Learning, when coupled with the right kind of resources, and the right kind of teachers can be one of the most fulfilling experiences of a student’s life.
Featuring for the Enterprise World’s this issue of The Most Successful Business Leaders to Watch in 2023 is Brittany Cufaude, an entrepreneur transforming learning experiences by creating joyful classrooms.
Leading the Way, Joyfully-
“I am a teacher at heart and entered the classroom at 22.”
Brittany Cufaude began teaching ESL to mothers and children at a women’s shelter and then her teaching trajectory took her through pretty much every level of K-12 education. Her personal teaching expertise is in literacy, improving reading outcomes in high-poverty schools, building healthy team cultures, culturally responsive pedagogy, and multilingual education, which Brittany Cufaude playfully notes is a mouthfull of of EDU jargon.
Brittany Cufaude has been in the education field for about two decades now. Brittany Cufaude is the CEO of Joyful Classrooms, a public speaker, consultant, and coach.
“I develop professional development throughout the world.”
Brittany Cufaude’s greatest and most worthwhile achievement is knowing that she is helping and guiding educators to maximize their potential. Folks who are not in education don’t understand what it means to do this work.
“We sacrifice a lot. If I can help teachers feel more confident in their practice, and help them earn more money, I count that as a win.”
Founding Joyful Classrooms-
Joyful Classrooms does many things, but ultimately its mission is to change the world through teachers and children through learning products and excellent resources in their education marketplace. They have a multi-vendor site that serves as a resource hub for educators.
Joyful Classrooms’ differentiator is that they also employ a SAS model wherein they leverage industry to create products that align with cutting-edge learning science and evidence-based best practices, which are user-friendly and make teaching and learning easy.
It is critical to note that teaching and learning are not easy, hence our current outcomes in education. They also track user-end data to monitor the efficacy of their products to learn the impact they are having on learning, equity in classrooms, and just about every aspect of making classroom learning rich, human, and places both teachers and students thrive, belong, and find purpose, joy, and humanity.
Challenges Along the Way-
To be an entrepreneur you have to be pretty crazy and get started on something you have never seen. That means tackling the inferiority complex and just getting started. But being a very vision-driven person, that was the easy part.
The hard part for though was connecting vision to what will work, what is consumable, and what will attract folks who are driven to tackle and remain inspired and engaged in the education mission, the day-to-day.
The Growth Quotient-
“I named my company Joyful Classrooms because most children are sitting in classrooms for a vast number of their waking lives.”

(Supplied records):

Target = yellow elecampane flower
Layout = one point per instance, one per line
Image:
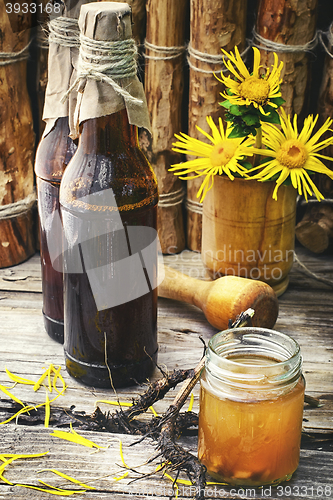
(257, 89)
(222, 156)
(294, 154)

(Jobs):
A. In one to three sentences, state why the Brittany Cufaude profile says she named her company Joyful Classrooms.
B. Print every line of the point-labeling records verbatim, but omit the picture.
The profile of Brittany Cufaude and the point-labeling records have no connection to each other.

(Solutions):
A. She named it Joyful Classrooms because most children spend a vast number of their waking lives sitting in classrooms.

B.
Target = yellow elecampane flower
Layout = one point per instance, one per line
Image:
(257, 89)
(222, 156)
(294, 154)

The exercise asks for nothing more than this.